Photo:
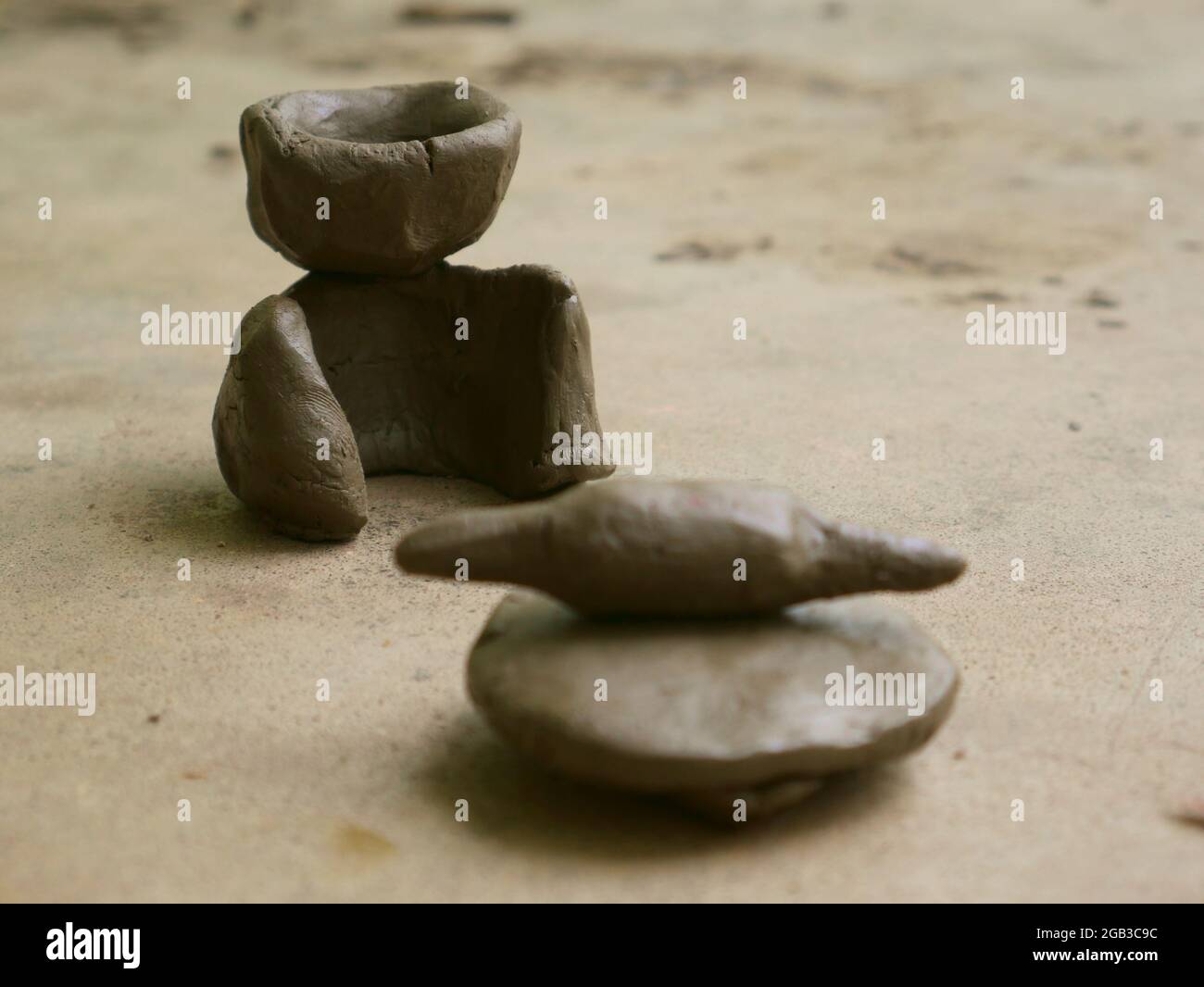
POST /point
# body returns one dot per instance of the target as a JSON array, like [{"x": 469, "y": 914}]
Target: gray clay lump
[
  {"x": 385, "y": 357},
  {"x": 410, "y": 173},
  {"x": 373, "y": 368},
  {"x": 684, "y": 549}
]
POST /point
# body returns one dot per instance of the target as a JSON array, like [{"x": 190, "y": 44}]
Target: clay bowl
[{"x": 410, "y": 172}]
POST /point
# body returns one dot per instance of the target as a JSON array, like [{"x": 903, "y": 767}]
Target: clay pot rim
[{"x": 289, "y": 128}]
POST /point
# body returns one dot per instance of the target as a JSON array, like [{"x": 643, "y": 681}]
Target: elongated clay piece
[
  {"x": 709, "y": 706},
  {"x": 386, "y": 357},
  {"x": 271, "y": 412},
  {"x": 674, "y": 549},
  {"x": 386, "y": 181}
]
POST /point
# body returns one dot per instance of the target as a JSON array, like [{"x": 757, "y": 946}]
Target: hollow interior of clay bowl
[{"x": 386, "y": 115}]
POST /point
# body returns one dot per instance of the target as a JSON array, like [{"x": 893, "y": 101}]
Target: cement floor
[{"x": 718, "y": 209}]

[GIVEN PROBLEM]
Reproduce all of the material above, requests included, and shift every x and y coordinate in the answers by -20, leaving the coordinates in the requests and their format samples unchanged. Leave the pictures out.

[FINISHED ANSWER]
Photo:
POST /point
# body returns one dot per instance of the target as a JSON array, like [{"x": 469, "y": 914}]
Target: gray clay lump
[
  {"x": 365, "y": 337},
  {"x": 390, "y": 153},
  {"x": 353, "y": 348},
  {"x": 664, "y": 529}
]
POST /point
# body returns one dot per instance of the target as a JSON array, like [{"x": 190, "y": 44}]
Target: clay bowl
[{"x": 390, "y": 152}]
POST /point
# body returns one dot per instance of the target as a JSON array, like [{"x": 903, "y": 767}]
Target: clay pot rim
[{"x": 269, "y": 108}]
POST /point
# body returns one dot per instance of the target as a JSON array, like [{"x": 643, "y": 681}]
Target: elongated clay piece
[
  {"x": 689, "y": 686},
  {"x": 366, "y": 337},
  {"x": 251, "y": 392},
  {"x": 654, "y": 529},
  {"x": 366, "y": 161}
]
POST /point
# body returns one dot per instance of the target as a JSON array, like [{"x": 757, "y": 946}]
Target: hollow interior of clay bowl
[{"x": 366, "y": 95}]
POST /point
# body returns one dot per instance of the target as a JSON array, like [{"x": 893, "y": 101}]
Target: cement floor
[{"x": 698, "y": 189}]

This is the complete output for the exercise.